◆ **SET EXERCISE**:
Output the data below verbatim, line for line, with no changes.

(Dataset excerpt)
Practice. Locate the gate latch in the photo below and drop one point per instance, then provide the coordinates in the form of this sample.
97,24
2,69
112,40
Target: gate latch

◆ **EXPECTED ANSWER**:
Practice. Locate the gate latch in the photo below and drop one point per instance, then provide the coordinates in the form of this sample.
97,24
2,69
112,40
Target: gate latch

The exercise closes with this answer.